### TO DO
A) List every source cited in parentheses in the passage on university models, giving each author name with its year.
B) Please rewrite the passage on university models starting at "These events created" and ending at "in start-up companies.", replacing "venture companies" with "investment firms".

The University 3.0 model emerged in the process of transformation of national higher education systems in the second half of the XX century. Two time periods can be distinguished when this happened.

First period – the post-war period that was concurrent with modernization of national economies and emergence of mass higher education, that had been formed in the USA and the USSR by the 1960s, and in most of Europe – 20 years later (Trow, 1968). Here lies a deep cultural and economic break with the past. For example, back in the early 1940's, even top managers in large US companies rarely had higher education, and the IBM company hired their first manager with a college degree a year or two before the Second World War (Drucker, 2008). In 1958, the share of human resources in the American knowledge industry, with account of its potential student part, was 42.8%, and by 1970, it reached 53.1% (Machlup & Kronwinkler, 1975).

These events created prerequisites for differentiating the university's models. So, the US Legislative Act – the "GI Bill of Rights" (1944) – provided for a number of benefits for war veterans: cash payments for education at universities, schools, technical colleges (including accommodation expenses) and low-interest loans in order to start business. In 1946, two first venture companies were established in the United States – the American Corporation for Researches and Developments (ARDC) and J.H. Whitney & Company. The ARDC viewed its activities as charity and invested soldiers returning from war in start-up companies.

Meanwhile, the higher education in the USSR in this period was stuck in the industrial culture of the first half of the XX century. From 1940 to 1956, it was payable. The university worked as a provider of professional personnel, and a training tool for them was adaptive learning surviving to nowadays. This education was rigid to development of creative thinking making the basis of present-day professions. It was very similar to what Freire (1985) called "the nutritionist concept of education" in 1921, where learning cognition was organized as passive and “food” perception.

Second period – the economic crisis in 1970s – early 1980s.

### RAW RECORDS
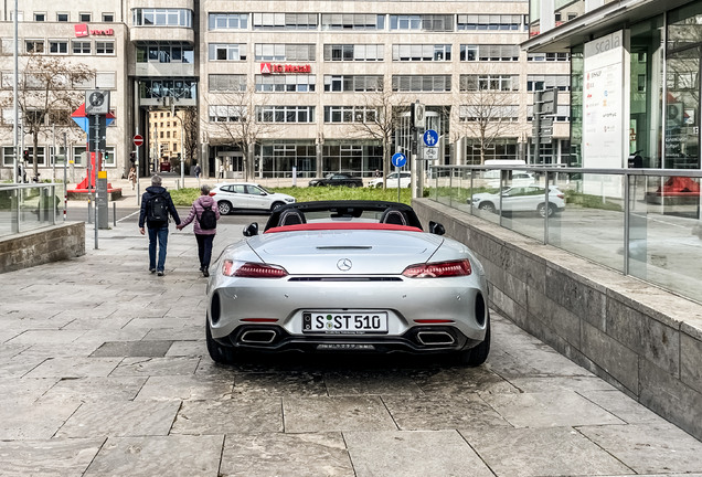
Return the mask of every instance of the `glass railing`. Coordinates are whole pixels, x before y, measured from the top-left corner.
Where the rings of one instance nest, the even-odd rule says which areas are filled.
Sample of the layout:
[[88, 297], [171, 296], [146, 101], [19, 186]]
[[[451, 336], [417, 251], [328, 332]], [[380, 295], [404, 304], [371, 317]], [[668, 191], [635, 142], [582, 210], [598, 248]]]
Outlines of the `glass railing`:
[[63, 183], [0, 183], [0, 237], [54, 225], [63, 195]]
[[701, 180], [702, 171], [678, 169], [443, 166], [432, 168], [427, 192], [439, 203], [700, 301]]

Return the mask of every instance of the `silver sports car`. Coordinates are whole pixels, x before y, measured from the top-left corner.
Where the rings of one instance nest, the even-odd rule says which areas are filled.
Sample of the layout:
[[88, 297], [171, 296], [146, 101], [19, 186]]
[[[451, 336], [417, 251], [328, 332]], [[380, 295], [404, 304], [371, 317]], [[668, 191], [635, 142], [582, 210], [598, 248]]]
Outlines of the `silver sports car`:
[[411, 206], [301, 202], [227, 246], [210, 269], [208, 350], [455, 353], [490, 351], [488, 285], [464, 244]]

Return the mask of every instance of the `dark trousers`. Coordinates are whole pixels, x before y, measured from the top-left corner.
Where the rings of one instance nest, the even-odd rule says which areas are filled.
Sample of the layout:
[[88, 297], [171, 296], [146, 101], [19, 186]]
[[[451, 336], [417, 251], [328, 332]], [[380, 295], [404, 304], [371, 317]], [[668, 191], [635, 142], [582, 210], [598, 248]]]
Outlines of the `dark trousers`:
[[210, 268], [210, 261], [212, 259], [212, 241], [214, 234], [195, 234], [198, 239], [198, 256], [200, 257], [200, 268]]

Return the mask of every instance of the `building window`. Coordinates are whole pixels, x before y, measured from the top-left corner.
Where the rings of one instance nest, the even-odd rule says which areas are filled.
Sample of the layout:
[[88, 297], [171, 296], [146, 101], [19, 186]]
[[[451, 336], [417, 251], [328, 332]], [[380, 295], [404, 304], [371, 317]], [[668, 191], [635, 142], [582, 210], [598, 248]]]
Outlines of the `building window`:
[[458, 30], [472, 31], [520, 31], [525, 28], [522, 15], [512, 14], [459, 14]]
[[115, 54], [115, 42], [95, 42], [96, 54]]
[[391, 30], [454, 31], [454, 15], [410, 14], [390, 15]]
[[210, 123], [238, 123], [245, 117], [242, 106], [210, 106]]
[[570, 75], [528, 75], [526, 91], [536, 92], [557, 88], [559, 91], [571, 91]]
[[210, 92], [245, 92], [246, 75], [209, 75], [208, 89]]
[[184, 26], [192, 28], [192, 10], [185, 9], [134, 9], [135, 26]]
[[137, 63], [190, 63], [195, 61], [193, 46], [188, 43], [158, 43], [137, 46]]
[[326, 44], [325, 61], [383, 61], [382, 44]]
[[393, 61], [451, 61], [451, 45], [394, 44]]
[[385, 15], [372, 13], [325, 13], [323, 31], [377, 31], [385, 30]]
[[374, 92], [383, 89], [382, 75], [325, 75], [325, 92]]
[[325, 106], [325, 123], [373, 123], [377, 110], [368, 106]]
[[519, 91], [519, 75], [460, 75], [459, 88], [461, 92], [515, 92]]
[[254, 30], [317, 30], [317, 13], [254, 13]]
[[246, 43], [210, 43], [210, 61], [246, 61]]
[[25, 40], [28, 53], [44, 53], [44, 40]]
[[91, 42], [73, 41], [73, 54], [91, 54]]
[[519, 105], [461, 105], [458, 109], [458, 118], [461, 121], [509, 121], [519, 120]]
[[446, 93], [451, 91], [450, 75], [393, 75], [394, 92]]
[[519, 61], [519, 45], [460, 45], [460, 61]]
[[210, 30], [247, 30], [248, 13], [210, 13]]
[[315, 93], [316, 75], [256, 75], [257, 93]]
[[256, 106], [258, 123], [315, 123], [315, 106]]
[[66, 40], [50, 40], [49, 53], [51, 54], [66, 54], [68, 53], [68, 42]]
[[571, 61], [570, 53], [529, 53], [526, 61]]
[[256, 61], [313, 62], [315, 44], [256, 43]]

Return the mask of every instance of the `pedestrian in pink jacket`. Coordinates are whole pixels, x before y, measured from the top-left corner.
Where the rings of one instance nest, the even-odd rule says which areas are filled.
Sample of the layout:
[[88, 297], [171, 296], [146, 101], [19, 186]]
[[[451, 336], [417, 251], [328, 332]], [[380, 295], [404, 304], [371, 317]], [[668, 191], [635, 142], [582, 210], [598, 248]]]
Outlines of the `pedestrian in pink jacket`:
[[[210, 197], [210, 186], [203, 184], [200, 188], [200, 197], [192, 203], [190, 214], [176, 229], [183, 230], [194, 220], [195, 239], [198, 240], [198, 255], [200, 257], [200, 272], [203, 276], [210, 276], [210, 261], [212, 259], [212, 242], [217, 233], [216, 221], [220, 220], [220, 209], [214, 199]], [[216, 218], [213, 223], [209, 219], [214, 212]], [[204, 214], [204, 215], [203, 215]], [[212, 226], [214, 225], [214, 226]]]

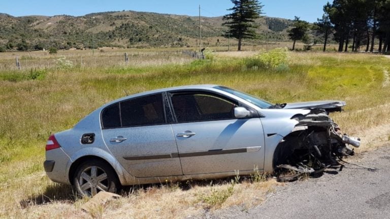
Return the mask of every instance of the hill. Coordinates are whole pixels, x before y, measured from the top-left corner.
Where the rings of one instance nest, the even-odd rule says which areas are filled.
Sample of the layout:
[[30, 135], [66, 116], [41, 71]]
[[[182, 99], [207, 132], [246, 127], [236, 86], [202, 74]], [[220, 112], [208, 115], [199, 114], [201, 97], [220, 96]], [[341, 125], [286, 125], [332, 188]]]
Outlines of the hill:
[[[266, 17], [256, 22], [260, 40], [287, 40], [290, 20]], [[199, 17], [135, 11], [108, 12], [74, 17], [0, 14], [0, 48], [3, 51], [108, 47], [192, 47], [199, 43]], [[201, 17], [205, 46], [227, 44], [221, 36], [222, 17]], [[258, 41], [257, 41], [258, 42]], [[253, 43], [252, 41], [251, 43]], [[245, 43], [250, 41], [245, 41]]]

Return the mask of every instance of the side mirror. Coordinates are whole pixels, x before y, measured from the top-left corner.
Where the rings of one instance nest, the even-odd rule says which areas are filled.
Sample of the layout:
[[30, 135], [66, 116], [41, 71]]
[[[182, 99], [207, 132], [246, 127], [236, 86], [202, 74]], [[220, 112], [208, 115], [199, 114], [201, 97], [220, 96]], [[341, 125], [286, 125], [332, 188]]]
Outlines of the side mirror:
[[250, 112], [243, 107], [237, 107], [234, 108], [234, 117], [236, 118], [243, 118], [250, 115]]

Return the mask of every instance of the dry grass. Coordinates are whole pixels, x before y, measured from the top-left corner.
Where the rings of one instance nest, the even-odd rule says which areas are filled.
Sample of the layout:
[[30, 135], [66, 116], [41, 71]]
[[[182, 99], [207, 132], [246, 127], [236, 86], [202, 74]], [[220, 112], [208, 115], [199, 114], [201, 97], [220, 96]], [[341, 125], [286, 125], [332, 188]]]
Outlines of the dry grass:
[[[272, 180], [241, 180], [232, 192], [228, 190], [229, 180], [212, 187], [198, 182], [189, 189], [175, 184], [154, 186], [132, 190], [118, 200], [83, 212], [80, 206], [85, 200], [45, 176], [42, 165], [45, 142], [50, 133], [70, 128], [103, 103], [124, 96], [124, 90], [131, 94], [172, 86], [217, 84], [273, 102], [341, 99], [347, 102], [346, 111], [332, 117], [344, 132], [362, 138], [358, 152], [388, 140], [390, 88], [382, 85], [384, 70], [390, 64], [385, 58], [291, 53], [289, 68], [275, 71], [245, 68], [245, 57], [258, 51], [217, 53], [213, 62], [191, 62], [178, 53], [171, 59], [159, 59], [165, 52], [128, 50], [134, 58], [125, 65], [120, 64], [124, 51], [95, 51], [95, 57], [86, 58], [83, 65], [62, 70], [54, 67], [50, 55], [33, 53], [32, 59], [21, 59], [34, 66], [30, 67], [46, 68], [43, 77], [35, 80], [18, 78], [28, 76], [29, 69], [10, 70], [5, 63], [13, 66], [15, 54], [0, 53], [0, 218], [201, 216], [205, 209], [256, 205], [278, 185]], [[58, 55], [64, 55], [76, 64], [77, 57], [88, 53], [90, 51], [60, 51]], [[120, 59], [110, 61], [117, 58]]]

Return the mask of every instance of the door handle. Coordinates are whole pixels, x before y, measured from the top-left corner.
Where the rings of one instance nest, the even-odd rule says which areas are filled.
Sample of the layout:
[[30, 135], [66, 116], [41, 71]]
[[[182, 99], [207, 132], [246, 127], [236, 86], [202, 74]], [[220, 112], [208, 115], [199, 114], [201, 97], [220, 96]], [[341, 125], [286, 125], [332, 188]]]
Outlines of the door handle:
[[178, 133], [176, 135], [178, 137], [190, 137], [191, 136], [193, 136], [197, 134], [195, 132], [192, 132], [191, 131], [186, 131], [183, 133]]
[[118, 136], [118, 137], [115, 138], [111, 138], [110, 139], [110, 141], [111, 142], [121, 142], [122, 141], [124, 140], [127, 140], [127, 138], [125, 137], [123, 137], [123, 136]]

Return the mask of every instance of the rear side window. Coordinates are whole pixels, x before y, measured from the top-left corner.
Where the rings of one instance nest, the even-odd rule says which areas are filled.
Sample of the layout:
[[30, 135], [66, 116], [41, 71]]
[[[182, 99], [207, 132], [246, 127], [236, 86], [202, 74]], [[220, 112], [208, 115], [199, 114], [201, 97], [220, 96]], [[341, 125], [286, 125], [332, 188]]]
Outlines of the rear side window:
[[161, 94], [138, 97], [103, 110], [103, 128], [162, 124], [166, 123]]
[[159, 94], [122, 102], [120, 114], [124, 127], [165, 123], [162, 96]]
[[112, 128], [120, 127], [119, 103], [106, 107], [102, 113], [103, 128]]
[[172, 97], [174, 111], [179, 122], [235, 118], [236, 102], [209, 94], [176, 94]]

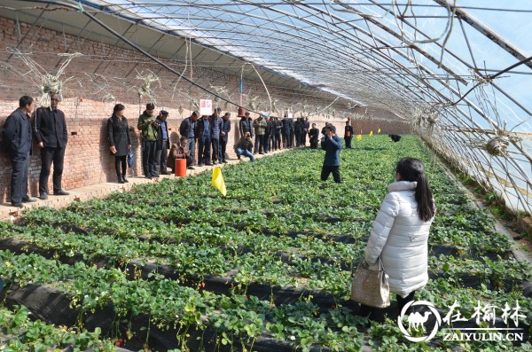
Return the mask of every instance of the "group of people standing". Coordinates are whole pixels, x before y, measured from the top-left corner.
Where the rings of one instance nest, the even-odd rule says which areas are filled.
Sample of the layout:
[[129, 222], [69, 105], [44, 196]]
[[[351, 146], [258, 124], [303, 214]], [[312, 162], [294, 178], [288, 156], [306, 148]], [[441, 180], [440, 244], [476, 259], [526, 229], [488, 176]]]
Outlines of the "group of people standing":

### EXERCISE RESPONSES
A)
- Trow, 1968
- Drucker, 2008
- Machlup & Kronwinkler, 1975
- Freire, 1985

B)
These events created prerequisites for differentiating the university's models. So, the US Legislative Act – the "GI Bill of Rights" (1944) – provided for a number of benefits for war veterans: cash payments for education at universities, schools, technical colleges (including accommodation expenses) and low-interest loans in order to start business. In 1946, two first investment firms were established in the United States – the American Corporation for Researches and Developments (ARDC) and J.H. Whitney & Company. The ARDC viewed its activities as charity and invested soldiers returning from war in start-up companies.